LISTE DES TÂCHES:
1. Relevez dans l'extrait chaque terme arabe accompagné de sa traduction en français, en donnant le terme et la traduction.
2. Recopiez le passage de l'extrait compris entre « L’action et la » et « et une parole ? », inclus.

Une « fatwa » émanant du chef du Haut Conseil de la Justice d’Arabie Saoudite, Salah al-Fawzan, vient de qualifier les manifestations de solidarité avec le peuple martyr de la Palestine de « corruption sur terre » (fassad fi al-ardh) car elles feraient oublier « d’évoquer Allah ». Selon lui, les manifestations, « c’est du chaos ». En conséquence, toutes manifestations seraient répréhensibles selon ce doctrinaire de la théologie de l’oppression.

Ces propos ont été tenu au cours d’une conférence sur le rôle de la « aqida » (dogme) dans la lutte contre le « terrorisme et la déviation de la pensée ». Cette « fatwa » vient en appui aux autorités saoudiens qui on fait arrêté, jeudi 1ier janvier 2009, deux militants des droits de l’homme, Khaled al-Amor et Mohammed al-Oteibi qui ont essayé d’organiser une manifestation de soutient au peuple palestinien.

Généreusement payés par leurs mécènes, nos théologiens de l’oppression font peu de cas des injonctions divines incitant les musulmans à l’action : « Je ne ferais jamais perdre à aucun d’ente vous, homme ou femme, le bénéfice de ses actions »[1]. Allah ajoute : « Quant à ceux qui luttent pour Notre cause, Nous les guiderons certes sur Nos sentiers. Allah est en vérité avec les bienfaisants »[2]. Allah demande au Prophète de dire : « agissez ! Allah verra vos actions ainsi que son Messager et les croyants »[3]. A ceux qui refusent de lutter, Allah demande au Prophète de leur répondre : « Ne vous excusez pas ! Nous ne vous croyons pas. Allah nous a déjà instruits sur votre compte. Allah et son Messager examineront bientôt vos actions » [4].

L’action et la lutte ont toujours revêtu plusieurs modalités en islam. Le Prophète Mohammed affirmait : « Quiconque constate un fait répréhensible doit le corriger en recourant à la force, s’il en est incapable qu’il intervienne par la parole, s’il en est encore incapable qu’il le réprouve en son fort intérieur. Ce dernier stade est le plus faible de la foi »[5]. Que font les manifestants qui soutiennent le peuple palestinien sinon dénoncer la barbarie par un acte et une parole ?

Mais les déclarations de Salah al-Fawzan doivent être replacées dans la « sounna » (tradition) de ces ouléma du Palais, consistant à légitimer religieusement toutes les oppressions et toutes les injustices. Car les soutiens spirituels et autres aumôniers de la réaction arabe ne sont jamais à court d’arguments religieux pour justifier la soumission à l’impérialisme et l’oppression des peuples.

[Extraits du jeu de données d'annotation de lieux]

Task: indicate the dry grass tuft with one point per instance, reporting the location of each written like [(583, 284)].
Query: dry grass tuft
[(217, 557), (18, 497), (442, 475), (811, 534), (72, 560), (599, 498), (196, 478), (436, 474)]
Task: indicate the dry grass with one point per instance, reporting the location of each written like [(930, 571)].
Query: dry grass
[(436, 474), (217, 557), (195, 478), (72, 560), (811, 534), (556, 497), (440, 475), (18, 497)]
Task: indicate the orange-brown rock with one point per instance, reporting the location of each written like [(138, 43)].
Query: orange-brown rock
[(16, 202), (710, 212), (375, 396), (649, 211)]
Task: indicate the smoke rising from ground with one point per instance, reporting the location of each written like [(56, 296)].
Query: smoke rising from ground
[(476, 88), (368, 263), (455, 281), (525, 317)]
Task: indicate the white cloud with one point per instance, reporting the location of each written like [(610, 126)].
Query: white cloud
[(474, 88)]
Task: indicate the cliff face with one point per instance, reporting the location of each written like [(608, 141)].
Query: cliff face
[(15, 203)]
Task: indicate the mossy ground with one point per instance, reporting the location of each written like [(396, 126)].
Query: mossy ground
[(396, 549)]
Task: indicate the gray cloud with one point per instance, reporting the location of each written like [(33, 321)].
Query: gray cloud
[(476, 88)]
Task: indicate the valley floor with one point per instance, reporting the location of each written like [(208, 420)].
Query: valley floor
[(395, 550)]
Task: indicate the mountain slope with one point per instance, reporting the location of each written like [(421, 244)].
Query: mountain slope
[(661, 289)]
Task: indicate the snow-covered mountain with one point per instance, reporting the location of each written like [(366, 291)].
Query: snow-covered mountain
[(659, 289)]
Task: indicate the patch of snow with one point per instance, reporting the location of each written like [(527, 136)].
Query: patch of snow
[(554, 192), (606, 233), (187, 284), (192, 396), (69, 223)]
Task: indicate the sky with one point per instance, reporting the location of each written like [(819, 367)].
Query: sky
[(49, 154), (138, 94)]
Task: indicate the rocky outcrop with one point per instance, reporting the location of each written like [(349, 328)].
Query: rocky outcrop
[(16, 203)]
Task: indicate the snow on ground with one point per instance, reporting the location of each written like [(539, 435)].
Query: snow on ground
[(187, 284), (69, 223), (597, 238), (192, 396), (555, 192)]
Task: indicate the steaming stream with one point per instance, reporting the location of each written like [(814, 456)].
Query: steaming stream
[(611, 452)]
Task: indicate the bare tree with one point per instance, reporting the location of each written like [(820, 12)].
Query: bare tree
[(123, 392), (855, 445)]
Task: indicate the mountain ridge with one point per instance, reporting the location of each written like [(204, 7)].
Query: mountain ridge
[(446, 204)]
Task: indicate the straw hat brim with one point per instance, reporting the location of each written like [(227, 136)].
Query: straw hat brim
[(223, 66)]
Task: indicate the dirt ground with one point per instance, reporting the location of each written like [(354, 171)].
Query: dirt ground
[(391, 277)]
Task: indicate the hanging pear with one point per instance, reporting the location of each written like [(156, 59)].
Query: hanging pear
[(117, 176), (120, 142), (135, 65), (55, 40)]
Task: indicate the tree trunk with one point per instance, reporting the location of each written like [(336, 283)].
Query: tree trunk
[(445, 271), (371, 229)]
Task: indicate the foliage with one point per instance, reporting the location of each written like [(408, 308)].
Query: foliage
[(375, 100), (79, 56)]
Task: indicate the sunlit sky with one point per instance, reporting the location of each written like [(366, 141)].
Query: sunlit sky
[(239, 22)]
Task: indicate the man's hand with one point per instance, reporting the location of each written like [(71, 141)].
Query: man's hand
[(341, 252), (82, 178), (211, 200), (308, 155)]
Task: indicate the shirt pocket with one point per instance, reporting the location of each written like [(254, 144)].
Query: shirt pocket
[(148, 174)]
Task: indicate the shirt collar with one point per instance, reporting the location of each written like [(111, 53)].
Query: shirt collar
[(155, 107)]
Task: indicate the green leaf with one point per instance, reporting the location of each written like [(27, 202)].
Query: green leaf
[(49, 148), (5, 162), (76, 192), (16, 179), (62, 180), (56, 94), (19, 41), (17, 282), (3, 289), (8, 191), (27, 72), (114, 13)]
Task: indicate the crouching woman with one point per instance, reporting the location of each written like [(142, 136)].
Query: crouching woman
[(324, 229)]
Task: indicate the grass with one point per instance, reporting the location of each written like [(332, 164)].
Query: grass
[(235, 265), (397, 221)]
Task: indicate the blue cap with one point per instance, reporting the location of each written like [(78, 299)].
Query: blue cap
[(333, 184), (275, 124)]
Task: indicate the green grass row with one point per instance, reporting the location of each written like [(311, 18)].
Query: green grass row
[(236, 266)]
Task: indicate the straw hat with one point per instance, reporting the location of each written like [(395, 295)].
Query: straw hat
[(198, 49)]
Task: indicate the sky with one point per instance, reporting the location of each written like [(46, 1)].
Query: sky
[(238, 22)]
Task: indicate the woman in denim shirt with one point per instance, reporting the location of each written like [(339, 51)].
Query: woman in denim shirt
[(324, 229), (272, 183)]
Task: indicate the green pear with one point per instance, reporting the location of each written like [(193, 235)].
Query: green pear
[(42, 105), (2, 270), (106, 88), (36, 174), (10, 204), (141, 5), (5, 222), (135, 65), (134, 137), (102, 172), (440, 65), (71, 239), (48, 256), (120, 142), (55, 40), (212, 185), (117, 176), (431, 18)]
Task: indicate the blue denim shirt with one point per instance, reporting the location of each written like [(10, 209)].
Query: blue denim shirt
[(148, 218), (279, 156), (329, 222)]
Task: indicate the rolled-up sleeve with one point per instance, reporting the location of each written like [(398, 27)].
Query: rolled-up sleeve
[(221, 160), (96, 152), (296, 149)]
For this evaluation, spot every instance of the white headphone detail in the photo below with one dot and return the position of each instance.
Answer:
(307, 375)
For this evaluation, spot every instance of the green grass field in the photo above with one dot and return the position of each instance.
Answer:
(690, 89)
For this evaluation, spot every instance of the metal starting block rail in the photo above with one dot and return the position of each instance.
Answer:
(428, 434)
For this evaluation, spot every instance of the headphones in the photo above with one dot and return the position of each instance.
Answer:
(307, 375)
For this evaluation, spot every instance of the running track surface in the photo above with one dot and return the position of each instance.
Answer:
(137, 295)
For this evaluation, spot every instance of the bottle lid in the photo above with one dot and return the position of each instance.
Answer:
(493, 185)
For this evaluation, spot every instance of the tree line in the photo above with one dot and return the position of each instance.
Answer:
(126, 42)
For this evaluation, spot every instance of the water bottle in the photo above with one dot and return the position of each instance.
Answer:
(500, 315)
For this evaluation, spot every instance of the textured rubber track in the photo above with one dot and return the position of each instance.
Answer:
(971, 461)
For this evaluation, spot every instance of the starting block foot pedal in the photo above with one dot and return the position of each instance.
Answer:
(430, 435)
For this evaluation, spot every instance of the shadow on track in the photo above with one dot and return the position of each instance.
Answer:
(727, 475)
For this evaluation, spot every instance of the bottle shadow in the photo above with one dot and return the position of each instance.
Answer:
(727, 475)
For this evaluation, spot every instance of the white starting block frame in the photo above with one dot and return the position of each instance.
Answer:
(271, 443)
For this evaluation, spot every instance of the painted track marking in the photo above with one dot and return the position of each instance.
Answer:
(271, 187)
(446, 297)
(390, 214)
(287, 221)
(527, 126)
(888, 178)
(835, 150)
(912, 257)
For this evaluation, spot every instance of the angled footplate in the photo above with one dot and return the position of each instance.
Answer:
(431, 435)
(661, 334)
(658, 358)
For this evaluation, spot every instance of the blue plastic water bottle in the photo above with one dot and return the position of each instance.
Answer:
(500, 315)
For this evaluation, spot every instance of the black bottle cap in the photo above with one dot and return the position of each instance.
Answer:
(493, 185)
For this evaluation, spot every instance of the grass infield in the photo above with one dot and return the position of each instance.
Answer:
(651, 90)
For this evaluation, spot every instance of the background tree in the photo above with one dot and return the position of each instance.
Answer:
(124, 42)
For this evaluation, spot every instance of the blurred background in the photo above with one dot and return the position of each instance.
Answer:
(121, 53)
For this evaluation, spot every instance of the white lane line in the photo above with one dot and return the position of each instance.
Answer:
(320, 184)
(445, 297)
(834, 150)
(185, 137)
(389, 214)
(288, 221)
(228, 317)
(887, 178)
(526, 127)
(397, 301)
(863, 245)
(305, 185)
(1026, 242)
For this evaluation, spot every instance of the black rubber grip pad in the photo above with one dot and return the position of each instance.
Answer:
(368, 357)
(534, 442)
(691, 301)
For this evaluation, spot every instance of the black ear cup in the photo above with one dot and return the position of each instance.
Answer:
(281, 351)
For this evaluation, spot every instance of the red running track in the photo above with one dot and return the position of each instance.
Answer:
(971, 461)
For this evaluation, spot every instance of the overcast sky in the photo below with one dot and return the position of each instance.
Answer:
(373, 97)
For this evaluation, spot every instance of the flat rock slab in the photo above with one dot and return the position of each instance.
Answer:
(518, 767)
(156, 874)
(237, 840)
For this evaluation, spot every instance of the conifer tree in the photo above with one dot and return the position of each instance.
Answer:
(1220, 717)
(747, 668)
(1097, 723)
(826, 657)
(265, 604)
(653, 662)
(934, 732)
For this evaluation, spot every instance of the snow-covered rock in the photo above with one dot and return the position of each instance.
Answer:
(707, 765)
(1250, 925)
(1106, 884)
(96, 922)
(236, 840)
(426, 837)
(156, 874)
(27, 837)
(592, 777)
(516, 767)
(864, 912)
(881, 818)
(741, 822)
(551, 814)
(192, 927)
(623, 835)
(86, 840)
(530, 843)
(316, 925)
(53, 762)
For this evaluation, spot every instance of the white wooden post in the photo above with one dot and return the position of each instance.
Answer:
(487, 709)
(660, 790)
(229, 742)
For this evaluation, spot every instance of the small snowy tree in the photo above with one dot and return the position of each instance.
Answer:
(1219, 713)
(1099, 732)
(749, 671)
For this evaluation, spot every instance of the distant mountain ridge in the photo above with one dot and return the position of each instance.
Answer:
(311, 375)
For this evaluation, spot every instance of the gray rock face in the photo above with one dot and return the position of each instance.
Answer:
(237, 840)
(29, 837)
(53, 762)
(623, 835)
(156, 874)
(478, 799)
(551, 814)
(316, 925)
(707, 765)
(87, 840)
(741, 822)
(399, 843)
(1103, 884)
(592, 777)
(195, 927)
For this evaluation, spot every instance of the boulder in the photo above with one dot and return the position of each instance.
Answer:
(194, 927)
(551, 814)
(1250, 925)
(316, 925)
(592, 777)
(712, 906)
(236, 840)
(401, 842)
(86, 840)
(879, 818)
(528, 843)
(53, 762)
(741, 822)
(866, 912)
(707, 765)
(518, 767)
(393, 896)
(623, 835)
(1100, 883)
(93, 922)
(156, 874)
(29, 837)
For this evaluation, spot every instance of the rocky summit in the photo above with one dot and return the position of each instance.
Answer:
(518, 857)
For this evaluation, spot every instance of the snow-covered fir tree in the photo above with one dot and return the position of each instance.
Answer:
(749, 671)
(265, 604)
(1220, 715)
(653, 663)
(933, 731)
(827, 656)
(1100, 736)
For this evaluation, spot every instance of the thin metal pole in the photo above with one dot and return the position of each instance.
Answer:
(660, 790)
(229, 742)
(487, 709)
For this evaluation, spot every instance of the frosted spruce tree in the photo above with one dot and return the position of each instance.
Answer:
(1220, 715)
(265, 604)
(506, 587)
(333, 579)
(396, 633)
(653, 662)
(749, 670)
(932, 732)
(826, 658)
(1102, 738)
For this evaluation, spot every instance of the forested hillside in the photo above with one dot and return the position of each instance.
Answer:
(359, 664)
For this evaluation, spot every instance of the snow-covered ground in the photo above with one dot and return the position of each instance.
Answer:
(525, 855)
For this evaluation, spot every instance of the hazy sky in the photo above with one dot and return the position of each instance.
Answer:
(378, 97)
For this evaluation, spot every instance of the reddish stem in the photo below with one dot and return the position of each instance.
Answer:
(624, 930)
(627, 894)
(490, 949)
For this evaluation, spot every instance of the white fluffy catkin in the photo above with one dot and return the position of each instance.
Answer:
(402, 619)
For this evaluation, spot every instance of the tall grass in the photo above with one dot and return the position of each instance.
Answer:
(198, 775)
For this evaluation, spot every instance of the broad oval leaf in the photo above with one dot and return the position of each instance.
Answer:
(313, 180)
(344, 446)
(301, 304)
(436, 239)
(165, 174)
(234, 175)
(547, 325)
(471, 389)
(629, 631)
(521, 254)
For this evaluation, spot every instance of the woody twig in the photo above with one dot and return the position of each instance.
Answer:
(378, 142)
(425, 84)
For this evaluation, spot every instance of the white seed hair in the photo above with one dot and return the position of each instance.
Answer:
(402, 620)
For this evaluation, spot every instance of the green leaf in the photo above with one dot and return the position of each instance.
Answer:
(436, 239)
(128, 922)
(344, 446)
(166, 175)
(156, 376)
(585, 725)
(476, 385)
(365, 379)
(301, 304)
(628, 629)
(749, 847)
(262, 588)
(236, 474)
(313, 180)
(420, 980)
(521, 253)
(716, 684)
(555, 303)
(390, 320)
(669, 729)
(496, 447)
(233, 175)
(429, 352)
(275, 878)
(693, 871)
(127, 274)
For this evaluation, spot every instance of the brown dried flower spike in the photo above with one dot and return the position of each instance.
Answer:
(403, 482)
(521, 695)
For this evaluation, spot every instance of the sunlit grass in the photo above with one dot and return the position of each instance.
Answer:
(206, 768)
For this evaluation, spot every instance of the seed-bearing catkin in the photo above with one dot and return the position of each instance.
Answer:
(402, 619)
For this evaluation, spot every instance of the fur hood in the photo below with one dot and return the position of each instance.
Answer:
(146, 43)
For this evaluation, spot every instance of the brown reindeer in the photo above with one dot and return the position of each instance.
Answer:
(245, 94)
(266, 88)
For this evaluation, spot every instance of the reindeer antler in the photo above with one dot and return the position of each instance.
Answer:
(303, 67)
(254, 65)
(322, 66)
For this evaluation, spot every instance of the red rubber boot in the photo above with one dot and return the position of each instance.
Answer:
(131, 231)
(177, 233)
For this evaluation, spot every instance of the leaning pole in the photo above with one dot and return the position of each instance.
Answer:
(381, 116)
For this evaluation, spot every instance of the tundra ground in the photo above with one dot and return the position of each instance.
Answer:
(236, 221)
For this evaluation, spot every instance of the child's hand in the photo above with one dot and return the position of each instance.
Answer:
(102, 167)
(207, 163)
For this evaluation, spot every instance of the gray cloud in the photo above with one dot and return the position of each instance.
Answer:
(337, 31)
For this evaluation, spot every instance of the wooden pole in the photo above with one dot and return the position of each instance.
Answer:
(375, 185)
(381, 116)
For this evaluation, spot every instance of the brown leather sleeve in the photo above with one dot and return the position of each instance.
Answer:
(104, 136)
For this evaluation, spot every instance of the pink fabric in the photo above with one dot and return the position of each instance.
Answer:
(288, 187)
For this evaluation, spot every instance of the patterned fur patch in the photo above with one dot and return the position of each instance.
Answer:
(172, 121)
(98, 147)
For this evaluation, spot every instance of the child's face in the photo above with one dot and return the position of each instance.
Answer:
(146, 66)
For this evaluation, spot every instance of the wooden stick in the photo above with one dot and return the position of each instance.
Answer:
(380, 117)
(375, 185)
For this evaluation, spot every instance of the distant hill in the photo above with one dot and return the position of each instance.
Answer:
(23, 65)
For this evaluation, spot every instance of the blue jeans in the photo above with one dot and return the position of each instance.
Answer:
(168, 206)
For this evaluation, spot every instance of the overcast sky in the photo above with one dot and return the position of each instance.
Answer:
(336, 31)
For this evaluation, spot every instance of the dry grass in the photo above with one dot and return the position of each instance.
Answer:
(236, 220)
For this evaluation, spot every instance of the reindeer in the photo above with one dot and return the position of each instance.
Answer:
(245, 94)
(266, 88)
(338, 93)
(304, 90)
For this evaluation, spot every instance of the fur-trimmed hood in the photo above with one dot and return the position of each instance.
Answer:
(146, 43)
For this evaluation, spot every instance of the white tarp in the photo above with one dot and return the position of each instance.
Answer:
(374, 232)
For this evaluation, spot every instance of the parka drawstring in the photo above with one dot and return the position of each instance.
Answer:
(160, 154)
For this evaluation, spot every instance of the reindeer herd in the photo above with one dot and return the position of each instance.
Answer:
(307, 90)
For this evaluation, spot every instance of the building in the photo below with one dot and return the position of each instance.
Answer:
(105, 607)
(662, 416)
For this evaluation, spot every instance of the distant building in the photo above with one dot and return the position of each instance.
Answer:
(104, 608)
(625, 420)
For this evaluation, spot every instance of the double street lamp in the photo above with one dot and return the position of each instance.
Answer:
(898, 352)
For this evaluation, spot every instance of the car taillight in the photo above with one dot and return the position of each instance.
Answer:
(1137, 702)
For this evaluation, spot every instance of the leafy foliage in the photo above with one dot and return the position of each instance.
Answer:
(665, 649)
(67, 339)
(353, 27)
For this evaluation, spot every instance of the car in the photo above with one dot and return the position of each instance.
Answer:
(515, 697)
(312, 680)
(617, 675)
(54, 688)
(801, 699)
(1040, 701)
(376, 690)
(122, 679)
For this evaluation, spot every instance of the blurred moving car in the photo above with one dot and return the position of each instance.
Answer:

SOLUTIONS PAR TÂCHE:
1.
- fassad fi al-ardh : corruption sur terre
- aqida : dogme
- sounna : tradition

2.
L’action et la lutte ont toujours revêtu plusieurs modalités en islam. Le Prophète Mohammed affirmait : « Quiconque constate un fait répréhensible doit le corriger en recourant à la force, s’il en est incapable qu’il intervienne par la parole, s’il en est encore incapable qu’il le réprouve en son fort intérieur. Ce dernier stade est le plus faible de la foi »[5]. Que font les manifestants qui soutiennent le peuple palestinien sinon dénoncer la barbarie par un acte et une parole ?